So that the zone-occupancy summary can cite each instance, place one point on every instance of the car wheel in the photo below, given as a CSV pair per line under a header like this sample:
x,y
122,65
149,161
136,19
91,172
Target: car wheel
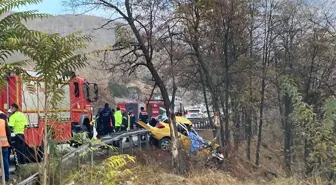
x,y
165,144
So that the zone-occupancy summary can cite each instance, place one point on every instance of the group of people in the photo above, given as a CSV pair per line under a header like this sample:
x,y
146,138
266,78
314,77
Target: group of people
x,y
16,122
111,120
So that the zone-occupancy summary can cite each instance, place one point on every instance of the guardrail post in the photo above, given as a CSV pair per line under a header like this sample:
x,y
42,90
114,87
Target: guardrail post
x,y
78,159
131,142
147,140
139,141
91,154
60,171
121,147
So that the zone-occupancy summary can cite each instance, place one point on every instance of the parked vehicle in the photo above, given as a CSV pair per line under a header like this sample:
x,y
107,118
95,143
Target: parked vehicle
x,y
153,106
74,113
195,114
160,134
135,106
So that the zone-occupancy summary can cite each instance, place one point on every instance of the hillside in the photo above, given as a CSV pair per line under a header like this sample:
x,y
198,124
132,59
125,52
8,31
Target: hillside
x,y
101,38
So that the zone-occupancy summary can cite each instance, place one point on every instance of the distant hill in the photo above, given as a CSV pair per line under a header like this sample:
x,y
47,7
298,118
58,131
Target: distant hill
x,y
101,38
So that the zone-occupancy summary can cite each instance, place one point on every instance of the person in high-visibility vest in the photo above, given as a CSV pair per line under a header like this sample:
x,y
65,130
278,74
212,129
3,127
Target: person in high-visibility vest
x,y
118,119
18,123
5,139
126,122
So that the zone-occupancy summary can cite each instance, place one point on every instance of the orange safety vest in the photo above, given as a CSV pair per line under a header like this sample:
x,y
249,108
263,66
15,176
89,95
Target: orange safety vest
x,y
3,135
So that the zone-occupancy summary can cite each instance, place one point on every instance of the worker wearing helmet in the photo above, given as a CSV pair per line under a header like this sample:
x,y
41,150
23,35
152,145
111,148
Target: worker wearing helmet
x,y
18,123
126,124
163,115
132,118
106,119
118,119
5,137
143,115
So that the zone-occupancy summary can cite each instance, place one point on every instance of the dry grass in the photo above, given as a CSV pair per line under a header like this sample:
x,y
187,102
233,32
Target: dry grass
x,y
155,175
154,168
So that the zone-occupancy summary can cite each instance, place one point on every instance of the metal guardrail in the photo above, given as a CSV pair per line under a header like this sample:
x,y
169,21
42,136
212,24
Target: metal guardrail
x,y
109,139
201,123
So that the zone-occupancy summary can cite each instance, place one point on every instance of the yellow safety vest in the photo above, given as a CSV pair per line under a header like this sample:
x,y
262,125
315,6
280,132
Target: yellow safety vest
x,y
3,135
18,121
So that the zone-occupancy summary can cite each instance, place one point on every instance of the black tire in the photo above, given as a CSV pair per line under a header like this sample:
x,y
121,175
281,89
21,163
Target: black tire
x,y
165,143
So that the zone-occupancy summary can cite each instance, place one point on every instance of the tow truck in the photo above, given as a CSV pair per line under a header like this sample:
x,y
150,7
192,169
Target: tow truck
x,y
74,113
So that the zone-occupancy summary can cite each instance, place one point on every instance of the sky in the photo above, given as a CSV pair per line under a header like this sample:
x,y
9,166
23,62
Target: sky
x,y
55,7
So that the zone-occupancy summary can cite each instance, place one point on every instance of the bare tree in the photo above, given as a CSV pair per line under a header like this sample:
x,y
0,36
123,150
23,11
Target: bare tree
x,y
148,22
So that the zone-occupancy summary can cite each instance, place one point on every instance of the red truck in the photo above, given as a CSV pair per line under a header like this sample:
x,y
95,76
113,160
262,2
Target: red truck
x,y
74,113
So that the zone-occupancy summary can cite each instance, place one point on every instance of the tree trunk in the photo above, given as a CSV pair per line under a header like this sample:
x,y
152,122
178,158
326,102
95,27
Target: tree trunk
x,y
261,113
2,167
288,134
207,103
45,139
249,132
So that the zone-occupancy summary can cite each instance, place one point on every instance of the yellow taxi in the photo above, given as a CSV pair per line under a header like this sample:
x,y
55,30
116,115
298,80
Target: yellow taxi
x,y
160,134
* * * * * * * * *
### What the task asks:
Put each line into a numbered list, starting with the line that contains "the red truck" and continuing through the last line of the items. Leave out blank lines.

### Answer to this exercise:
1. So that the zone-occupancy summary can cite each instance, place one point on every instance of the red truck in the photo above, given as a CSV pair per line under a header like this sample:
2. x,y
3. 95,76
4. 113,160
5. 262,2
6. Target: red truck
7. x,y
8. 74,113
9. So that the zone-occupancy summary can cite each instance, place one point on every instance of the tree trunk in the photo above, given as a CSV pair per line under a header like this sample:
10. x,y
11. 152,122
12. 178,158
13. 326,102
14. 95,27
15. Target: tree trunk
16. x,y
17. 261,113
18. 2,167
19. 288,134
20. 207,103
21. 45,139
22. 249,132
23. So that the zone-occupancy summary can cite each instance, place one point on every instance of the yellow taxi in the photo above, given as a CSV pair per line under a header like this sample:
24. x,y
25. 55,30
26. 116,115
27. 298,80
28. Target: yellow taxi
29. x,y
30. 160,134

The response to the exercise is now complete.